#### [Text]

More recent simulations by N. A. Artemieva and V. V. Shuvalov, both at the Institute for Dynamics of Geospheres in Moscow, have envisioned an asteroid of similar size vaporizing five to 10 kilometers above Tunguska. In their model, the resulting fine debris and a downward-propagating gaseous jet then dispersed over wide areas in the atmosphere. These simulations do not, however, exclude the possibility that meter-size fragments may have survived the explosion and could have struck the ground not far from the blast.

Late last year Mark Boslough and his team at Sandia National Laboratories concluded that the Tunguska event may have been precipitated by a much smaller object than earlier estimates had suggested. Their supercomputer simulation showed that the mass of the falling cosmic body turned into an expanding jet of high-temperature gas traveling at supersonic speeds. The model also indicated that the impactor was first compressed by the increasing resistance of the earth’s atmosphere. As the descending body penetrated deeper, air resistance probably caused it to explode in an airburst with a strong flow of heated gas that was carried downward by its tremendous momentum. Because the fireball would have transported additional energy toward the surface, what scientists had thought to be an explosion between 10 and 20 megatons was more likely only three to five megatons, according to Boslough. All this simulation work only strengthened (and continues to strengthen) our desire to conduct fieldwork at the Tunguska site.

Our involvement with the Tunguska event began in 1991, when one of us (Longo) took part in the first Italian expedition to the site, during which he searched for microparticles from the explosion that might have become trapped in tree resin. Later, we stumbled on two obscure papers by Russian scientists, V. A. Koshelev and K. P. Florensky, that reported their discovery of a small body of water, Lake Cheko, roughly eight kilometers from the suspected epicenter of the phenomenon. In 1960 Koshelev speculated that Lake Cheko might be an impact crater, but Florensky rejected that idea. Florensky instead believed the lake was older than the Tunguska event, based on having found loose sediments as thick as seven meters below the bottom of the lake.

Word that a lake sat close to ground zero piqued our interest in mounting a field trip there because lake-bottom sediments can store a detailed record of events that occurred in the surrounding region, the basis of paleolimnological studies. Although our team knew little of Lake Cheko, we thought that we could perhaps apply paleolimnological techniques and find in the lake’s sediments clues to unravel the Tunguska mystery, as if the lake were the black box from a crashed airliner.

#### [Task requirements]
a) Indicate whether each statement below agrees with the Tunguska passage, answering yes or no and quoting the deciding words of the passage. (i) Boslough's team judged the explosion more likely to have been three to five megatons. (ii) Florensky accepted the idea that Lake Cheko might be an impact crater. (iii) The simulations by Artemieva and Shuvalov rule out the survival of meter-size fragments.
b) Write a continuation of the Tunguska passage, beginning after its final sentence.

Extracted records:
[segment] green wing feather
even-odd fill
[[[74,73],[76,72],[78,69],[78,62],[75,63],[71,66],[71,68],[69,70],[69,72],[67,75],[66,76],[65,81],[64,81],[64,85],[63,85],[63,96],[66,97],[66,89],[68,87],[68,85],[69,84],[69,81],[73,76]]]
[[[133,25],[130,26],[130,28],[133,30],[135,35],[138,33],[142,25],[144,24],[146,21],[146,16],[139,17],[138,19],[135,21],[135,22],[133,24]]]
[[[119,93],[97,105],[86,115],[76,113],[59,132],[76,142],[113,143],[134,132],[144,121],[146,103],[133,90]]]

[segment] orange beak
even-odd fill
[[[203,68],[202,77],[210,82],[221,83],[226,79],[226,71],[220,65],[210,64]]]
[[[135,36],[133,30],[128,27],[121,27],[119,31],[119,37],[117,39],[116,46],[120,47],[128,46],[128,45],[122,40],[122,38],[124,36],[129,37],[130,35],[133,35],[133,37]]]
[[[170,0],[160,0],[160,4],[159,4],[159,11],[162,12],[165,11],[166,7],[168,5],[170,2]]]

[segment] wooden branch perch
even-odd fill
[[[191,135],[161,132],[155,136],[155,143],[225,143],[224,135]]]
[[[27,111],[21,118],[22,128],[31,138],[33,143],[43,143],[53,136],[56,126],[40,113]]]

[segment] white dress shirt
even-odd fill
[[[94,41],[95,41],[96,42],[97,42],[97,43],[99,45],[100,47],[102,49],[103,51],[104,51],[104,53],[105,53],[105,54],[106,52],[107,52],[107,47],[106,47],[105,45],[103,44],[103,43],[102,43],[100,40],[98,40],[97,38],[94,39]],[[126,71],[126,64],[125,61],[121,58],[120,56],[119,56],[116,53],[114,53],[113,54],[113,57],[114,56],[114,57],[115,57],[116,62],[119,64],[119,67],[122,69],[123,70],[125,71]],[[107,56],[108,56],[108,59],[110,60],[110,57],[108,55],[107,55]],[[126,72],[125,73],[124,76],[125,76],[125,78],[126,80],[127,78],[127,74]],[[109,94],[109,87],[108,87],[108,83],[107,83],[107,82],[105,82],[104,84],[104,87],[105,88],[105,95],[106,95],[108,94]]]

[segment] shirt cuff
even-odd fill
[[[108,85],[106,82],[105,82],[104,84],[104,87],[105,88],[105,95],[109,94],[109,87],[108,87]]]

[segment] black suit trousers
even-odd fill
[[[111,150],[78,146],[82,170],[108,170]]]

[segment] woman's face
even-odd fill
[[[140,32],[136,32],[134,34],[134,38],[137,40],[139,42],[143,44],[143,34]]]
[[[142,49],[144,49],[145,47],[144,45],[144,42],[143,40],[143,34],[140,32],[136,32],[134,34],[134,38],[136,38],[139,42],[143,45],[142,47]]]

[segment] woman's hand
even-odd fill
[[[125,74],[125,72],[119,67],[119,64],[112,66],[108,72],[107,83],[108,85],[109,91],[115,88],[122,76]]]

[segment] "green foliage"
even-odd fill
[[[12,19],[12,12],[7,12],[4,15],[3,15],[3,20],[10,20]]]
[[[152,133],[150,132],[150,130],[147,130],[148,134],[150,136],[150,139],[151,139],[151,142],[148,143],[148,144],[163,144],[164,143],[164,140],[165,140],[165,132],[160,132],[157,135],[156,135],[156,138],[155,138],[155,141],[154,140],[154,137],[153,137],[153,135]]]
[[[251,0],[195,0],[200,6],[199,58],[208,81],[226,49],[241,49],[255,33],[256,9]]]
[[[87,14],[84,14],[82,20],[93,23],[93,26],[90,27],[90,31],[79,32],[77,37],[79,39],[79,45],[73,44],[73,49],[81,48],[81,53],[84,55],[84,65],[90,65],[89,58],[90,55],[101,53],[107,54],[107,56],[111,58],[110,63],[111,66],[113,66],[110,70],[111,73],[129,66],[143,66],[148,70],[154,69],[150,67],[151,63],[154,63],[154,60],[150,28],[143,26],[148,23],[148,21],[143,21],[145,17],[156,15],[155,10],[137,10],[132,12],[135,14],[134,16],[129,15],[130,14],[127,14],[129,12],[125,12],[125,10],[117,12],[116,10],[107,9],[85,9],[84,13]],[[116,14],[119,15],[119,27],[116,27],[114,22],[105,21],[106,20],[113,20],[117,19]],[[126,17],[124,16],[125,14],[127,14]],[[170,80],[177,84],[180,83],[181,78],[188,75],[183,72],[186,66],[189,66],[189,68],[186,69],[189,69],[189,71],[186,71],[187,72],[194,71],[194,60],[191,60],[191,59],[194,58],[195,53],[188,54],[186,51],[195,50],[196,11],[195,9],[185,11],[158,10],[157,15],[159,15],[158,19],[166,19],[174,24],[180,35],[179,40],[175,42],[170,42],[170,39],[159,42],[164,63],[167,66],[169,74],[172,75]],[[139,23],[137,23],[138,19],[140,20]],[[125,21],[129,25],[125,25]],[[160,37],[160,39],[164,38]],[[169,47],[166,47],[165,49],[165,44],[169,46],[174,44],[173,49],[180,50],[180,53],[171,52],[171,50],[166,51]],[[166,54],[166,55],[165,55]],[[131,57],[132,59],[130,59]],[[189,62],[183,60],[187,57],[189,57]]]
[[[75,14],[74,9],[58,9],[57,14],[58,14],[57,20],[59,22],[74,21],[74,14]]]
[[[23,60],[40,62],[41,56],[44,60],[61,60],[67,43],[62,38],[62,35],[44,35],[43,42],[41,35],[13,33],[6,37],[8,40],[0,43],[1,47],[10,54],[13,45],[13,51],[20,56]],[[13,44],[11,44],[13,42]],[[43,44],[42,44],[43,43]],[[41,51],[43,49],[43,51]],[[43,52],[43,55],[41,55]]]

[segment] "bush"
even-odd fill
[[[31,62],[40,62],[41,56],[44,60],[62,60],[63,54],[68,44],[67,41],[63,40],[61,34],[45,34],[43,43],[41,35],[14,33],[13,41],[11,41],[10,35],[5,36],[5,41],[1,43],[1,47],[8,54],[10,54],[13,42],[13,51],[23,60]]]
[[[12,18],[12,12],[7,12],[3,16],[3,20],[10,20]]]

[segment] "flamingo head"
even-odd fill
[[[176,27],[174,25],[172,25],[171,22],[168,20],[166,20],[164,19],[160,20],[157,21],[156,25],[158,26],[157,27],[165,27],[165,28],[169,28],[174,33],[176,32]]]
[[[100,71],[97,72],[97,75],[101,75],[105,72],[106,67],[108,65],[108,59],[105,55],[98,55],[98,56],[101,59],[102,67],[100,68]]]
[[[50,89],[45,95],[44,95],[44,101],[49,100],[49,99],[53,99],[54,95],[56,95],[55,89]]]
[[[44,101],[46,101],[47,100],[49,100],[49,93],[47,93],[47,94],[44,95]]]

#### [Results]
a)
(i) Yes: "what scientists had thought to be an explosion between 10 and 20 megatons was more likely only three to five megatons"
(ii) No: "In 1960 Koshelev speculated that Lake Cheko might be an impact crater, but Florensky rejected that idea."
(iii) No: "These simulations do not, however, exclude the possibility that meter-size fragments may have survived the explosion"

b)
After circling the lake’s dark waters warily, the helicopter hovered precariously above the swampy lakeside (which was too soft for a landing) as we jumped down amid a torrential rainstorm. With eight blades rotating furiously above our heads, the resulting hurricane of air and water seemed set to sweep us away when at last we managed to unload our heavy cargo. With a roar, the craft lifted upward, and we were left drenched and exhausted near the edge of the lake, suddenly immersed in the deep silence of the Siberian wilderness. Any small relief we felt when the rain stopped was immediately forgotten as clouds of voracious mosquitoes descended on us like massed squadrons of tiny dive-bombers.

We spent the next two days organizing the camp, assembling our survey boat (a catamaran) and testing our equipment. Our studies would require a range of technologies, such as acoustic echo sounders, a magnetometer, subbottom acoustic profilers, a ground-penetrating radar, devices to recover sediment cores, an underwater television camera and a set of GPS receivers to enable study teams to track their position with a resolution of less than a meter.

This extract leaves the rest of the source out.